▶ [WHAT YOU NEED TO DO] Each record has to be returned exactly as it appears.

▶ [Collected data]
--
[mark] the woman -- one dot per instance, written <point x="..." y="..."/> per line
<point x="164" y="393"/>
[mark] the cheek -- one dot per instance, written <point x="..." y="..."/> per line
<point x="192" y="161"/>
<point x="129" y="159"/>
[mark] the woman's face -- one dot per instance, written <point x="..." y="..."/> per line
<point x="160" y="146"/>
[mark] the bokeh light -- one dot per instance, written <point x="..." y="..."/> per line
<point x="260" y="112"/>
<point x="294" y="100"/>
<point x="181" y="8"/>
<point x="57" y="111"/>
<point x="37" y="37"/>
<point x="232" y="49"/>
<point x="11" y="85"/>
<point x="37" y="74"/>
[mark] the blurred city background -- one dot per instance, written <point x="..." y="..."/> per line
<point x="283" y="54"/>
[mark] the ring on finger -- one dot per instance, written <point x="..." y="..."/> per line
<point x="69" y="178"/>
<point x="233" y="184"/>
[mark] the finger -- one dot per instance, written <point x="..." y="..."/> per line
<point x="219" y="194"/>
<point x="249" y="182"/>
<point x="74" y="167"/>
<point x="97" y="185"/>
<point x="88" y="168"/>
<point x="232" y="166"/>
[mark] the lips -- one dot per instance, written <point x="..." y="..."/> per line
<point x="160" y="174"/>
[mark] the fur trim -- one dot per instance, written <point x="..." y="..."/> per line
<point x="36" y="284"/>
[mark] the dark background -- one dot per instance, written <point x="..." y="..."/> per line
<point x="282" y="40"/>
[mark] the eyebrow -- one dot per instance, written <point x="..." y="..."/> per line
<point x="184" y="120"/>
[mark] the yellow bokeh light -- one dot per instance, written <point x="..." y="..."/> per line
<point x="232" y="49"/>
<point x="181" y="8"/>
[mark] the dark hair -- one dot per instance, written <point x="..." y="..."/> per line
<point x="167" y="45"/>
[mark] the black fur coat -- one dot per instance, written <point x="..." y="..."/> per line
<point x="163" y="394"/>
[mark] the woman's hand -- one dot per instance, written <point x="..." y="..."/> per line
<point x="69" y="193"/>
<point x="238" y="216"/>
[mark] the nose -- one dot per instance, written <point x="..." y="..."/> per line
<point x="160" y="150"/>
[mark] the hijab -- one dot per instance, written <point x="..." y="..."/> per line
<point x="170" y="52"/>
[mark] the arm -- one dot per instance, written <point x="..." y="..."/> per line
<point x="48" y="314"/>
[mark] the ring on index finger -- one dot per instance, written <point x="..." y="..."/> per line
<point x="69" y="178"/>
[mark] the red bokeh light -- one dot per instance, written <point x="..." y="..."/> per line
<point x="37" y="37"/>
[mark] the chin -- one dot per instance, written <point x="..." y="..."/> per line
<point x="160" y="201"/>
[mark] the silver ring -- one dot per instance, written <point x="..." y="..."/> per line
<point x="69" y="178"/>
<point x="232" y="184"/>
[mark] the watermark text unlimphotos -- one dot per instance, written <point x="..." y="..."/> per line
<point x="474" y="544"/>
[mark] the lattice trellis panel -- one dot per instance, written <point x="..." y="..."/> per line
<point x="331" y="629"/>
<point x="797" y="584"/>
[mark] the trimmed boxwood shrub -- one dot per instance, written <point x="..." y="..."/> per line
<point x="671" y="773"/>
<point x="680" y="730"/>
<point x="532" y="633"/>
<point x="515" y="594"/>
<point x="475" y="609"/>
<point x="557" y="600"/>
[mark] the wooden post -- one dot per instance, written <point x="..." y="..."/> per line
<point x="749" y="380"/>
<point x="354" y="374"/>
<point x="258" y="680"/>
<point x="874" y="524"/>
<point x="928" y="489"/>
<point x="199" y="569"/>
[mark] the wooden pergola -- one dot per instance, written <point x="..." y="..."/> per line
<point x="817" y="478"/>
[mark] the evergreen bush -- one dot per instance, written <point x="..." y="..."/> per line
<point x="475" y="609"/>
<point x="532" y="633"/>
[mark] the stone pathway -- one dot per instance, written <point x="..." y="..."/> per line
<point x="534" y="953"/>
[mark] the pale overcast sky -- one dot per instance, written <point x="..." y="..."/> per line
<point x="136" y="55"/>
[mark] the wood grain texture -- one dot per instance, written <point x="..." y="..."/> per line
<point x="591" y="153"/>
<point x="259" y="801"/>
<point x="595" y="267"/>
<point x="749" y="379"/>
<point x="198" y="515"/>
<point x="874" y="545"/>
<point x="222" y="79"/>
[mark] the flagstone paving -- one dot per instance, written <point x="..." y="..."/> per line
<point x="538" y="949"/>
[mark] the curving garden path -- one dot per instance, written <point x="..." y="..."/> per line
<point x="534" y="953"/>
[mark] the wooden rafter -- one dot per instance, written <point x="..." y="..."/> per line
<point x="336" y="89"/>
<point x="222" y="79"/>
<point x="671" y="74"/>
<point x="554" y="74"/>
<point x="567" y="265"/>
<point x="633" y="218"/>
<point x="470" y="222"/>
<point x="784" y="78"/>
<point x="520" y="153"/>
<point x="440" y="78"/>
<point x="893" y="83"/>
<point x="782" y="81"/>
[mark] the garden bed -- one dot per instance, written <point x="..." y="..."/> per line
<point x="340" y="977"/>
--
▶ [OUTPUT FOR THIS TASK]
[mark] the woman -- one dot per instance, written <point x="..." y="..."/> per line
<point x="164" y="393"/>
[mark] the cheek -- one dot per instance, written <point x="..." y="..."/> per line
<point x="192" y="161"/>
<point x="129" y="159"/>
[mark] the woman's face -- one dot per instance, written <point x="..." y="..."/> per line
<point x="160" y="146"/>
[mark] the bokeh light -- one dot per instance, written <point x="..." y="..."/> per line
<point x="260" y="112"/>
<point x="294" y="100"/>
<point x="181" y="8"/>
<point x="57" y="111"/>
<point x="37" y="37"/>
<point x="232" y="49"/>
<point x="11" y="85"/>
<point x="37" y="74"/>
[mark] the blurred city background -- one dot per instance, written <point x="..." y="..."/> per line
<point x="283" y="54"/>
[mark] the ring on finger -- one dot per instance, written <point x="..." y="..."/> per line
<point x="69" y="178"/>
<point x="233" y="184"/>
[mark] the finger -- one dot per instance, written <point x="..." y="..."/> per line
<point x="219" y="194"/>
<point x="249" y="182"/>
<point x="74" y="167"/>
<point x="97" y="185"/>
<point x="88" y="168"/>
<point x="232" y="166"/>
[mark] the lips -- one dot per instance, written <point x="..." y="..."/> per line
<point x="160" y="174"/>
[mark] the fur trim -- one dot per instance, written <point x="..." y="..."/> per line
<point x="36" y="284"/>
[mark] the dark background -- one dot per instance, written <point x="..." y="..."/> per line
<point x="282" y="40"/>
[mark] the eyebrow -- one dot per instance, written <point x="..." y="..."/> per line
<point x="184" y="120"/>
[mark] the yellow bokeh light -- one dot per instance, written <point x="..." y="..."/> per line
<point x="232" y="49"/>
<point x="181" y="8"/>
[mark] the dark hair -- one dot per instance, written <point x="..." y="..."/> per line
<point x="167" y="45"/>
[mark] the black fur coat -- one dot per instance, written <point x="..." y="..."/> per line
<point x="163" y="394"/>
[mark] the woman's hand -- one dot per instance, written <point x="..." y="..."/> per line
<point x="69" y="193"/>
<point x="238" y="216"/>
[mark] the nose -- one dot per instance, written <point x="..." y="..."/> per line
<point x="160" y="150"/>
[mark] the hijab -- one dot per instance, written <point x="..." y="..."/> per line
<point x="170" y="52"/>
[mark] the arm -- one dot per instance, written <point x="..." y="..."/> per line
<point x="48" y="314"/>
[mark] the ring on index finger -- one dot per instance, written <point x="..." y="..."/> per line
<point x="69" y="178"/>
[mark] the red bokeh light -- one dot per instance, written <point x="..." y="..."/> per line
<point x="37" y="37"/>
[mark] the chin -- one dot per instance, written <point x="..." y="..."/> per line
<point x="160" y="201"/>
[mark] the silver ring -- one dot per instance, written <point x="..." y="..."/> per line
<point x="69" y="178"/>
<point x="232" y="184"/>
[mark] the watermark text unlimphotos -- one dot per instance, written <point x="..." y="..."/> per line
<point x="474" y="544"/>
[mark] the lattice trellis panel -- one dot per instance, written <point x="..." y="..."/> per line
<point x="331" y="629"/>
<point x="797" y="584"/>
[mark] the trimmed boxwood shrub -- one dot per instance, written <point x="..." y="..."/> per line
<point x="671" y="773"/>
<point x="680" y="730"/>
<point x="532" y="633"/>
<point x="515" y="594"/>
<point x="475" y="609"/>
<point x="557" y="600"/>
[mark] the wooden post -- one dot per instance, written <point x="..." y="..."/> per line
<point x="749" y="380"/>
<point x="354" y="374"/>
<point x="258" y="680"/>
<point x="874" y="524"/>
<point x="928" y="489"/>
<point x="199" y="569"/>
[mark] the wooden pergola -- one dot per instance, written <point x="..." y="..."/> per line
<point x="817" y="478"/>
[mark] the evergreen bush -- one dot per instance, written <point x="..." y="..."/> per line
<point x="475" y="609"/>
<point x="532" y="633"/>
[mark] the stone pathway -- one dot per instance, written <point x="..." y="..."/> per line
<point x="534" y="953"/>
[mark] the pale overcast sky -- one dot per instance, written <point x="..." y="..."/> per line
<point x="136" y="55"/>
[mark] the wood grain texture -- one dot per instance, written <point x="..." y="..."/> per line
<point x="591" y="153"/>
<point x="259" y="801"/>
<point x="595" y="267"/>
<point x="749" y="379"/>
<point x="198" y="515"/>
<point x="874" y="545"/>
<point x="222" y="79"/>
[mark] the flagstone paving -- one dot per instance, written <point x="..." y="..."/> per line
<point x="538" y="949"/>
[mark] the curving garden path -- one dot per instance, written <point x="..." y="..."/> per line
<point x="534" y="953"/>
[mark] the wooden rafter -- one dot per instance, written <point x="..." y="..."/> per line
<point x="336" y="89"/>
<point x="222" y="79"/>
<point x="671" y="74"/>
<point x="554" y="74"/>
<point x="567" y="265"/>
<point x="633" y="218"/>
<point x="470" y="222"/>
<point x="784" y="78"/>
<point x="520" y="153"/>
<point x="440" y="78"/>
<point x="893" y="83"/>
<point x="782" y="81"/>
[mark] the garden bed -- one dot per instance, written <point x="..." y="..."/> per line
<point x="340" y="977"/>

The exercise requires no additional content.